• **WHAT YOU SHOULD DO**
Take the data from its first line. Print each line exactly until the line containing "Target: red fruit cluster" has been printed too.

• **DATA FOR THIS EXERCISE**
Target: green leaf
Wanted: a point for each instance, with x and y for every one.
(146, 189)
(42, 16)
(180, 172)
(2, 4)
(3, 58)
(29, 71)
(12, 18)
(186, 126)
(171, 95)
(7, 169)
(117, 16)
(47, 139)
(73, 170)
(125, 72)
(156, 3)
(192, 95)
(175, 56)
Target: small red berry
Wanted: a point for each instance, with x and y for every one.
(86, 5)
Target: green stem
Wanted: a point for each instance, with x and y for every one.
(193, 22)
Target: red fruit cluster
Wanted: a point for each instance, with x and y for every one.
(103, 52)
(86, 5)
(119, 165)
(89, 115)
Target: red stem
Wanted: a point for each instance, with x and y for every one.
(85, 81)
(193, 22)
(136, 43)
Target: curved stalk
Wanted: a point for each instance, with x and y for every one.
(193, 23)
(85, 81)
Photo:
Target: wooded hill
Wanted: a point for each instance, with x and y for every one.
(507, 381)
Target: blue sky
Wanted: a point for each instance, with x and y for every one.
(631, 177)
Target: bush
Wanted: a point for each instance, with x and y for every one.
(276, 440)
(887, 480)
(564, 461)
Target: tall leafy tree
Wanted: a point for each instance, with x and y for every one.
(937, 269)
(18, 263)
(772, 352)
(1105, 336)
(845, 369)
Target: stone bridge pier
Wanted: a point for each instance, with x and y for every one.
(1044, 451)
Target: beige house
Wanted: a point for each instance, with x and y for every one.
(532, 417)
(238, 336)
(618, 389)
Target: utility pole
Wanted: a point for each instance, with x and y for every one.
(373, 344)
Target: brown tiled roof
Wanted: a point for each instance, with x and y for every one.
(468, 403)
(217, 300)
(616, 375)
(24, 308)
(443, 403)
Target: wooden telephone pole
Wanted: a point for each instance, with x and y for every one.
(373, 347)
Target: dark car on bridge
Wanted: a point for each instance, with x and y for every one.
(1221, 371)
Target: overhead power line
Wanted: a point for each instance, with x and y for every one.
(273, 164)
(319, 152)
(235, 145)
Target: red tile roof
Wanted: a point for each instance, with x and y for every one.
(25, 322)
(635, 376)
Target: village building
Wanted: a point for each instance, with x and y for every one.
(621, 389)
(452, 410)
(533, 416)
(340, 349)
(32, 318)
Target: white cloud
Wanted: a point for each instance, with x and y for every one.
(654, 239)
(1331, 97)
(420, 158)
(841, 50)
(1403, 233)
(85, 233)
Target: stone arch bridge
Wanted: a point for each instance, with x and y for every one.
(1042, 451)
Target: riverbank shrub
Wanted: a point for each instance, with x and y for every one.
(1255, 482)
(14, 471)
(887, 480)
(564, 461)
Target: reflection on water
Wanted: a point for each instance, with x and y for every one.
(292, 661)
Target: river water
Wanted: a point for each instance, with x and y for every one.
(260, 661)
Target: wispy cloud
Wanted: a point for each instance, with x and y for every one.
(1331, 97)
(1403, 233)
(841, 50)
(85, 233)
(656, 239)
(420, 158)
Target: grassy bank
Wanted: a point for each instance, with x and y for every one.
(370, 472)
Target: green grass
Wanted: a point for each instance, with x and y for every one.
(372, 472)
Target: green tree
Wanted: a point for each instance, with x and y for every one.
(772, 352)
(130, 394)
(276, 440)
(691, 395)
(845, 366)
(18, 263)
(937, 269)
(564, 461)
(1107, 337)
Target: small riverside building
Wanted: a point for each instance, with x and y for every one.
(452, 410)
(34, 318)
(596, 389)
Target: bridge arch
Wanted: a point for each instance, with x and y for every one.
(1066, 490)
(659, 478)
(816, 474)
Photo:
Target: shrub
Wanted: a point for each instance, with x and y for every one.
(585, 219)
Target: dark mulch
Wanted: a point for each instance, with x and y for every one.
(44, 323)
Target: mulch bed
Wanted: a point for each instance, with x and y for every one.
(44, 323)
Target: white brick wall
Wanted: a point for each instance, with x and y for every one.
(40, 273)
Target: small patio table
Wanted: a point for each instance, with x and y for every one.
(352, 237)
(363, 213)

• **EXERCISE SOLUTION**
Target: green leaf
Wanted: a point for each instance, with x and y for every one.
(146, 189)
(42, 16)
(180, 172)
(2, 4)
(3, 58)
(29, 71)
(12, 18)
(186, 126)
(171, 95)
(7, 169)
(117, 16)
(47, 139)
(73, 170)
(125, 72)
(156, 3)
(192, 95)
(175, 56)
Target: small red berry
Wanted: a point for each instance, with x and y for every one.
(86, 5)
Target: green stem
Wanted: a point for each instance, with x and y for every one.
(193, 22)
Target: red fruit cluster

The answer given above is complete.